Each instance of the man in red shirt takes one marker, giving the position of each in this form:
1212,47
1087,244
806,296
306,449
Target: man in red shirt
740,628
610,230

────

(To be done) Write out the material above word for word, with every line in its original order.

(Exercise result)
Each instance of the man in red shirt takes one marker, giving the position of each in this form:
1212,47
1087,244
806,296
306,449
Target: man in red shirt
740,628
610,230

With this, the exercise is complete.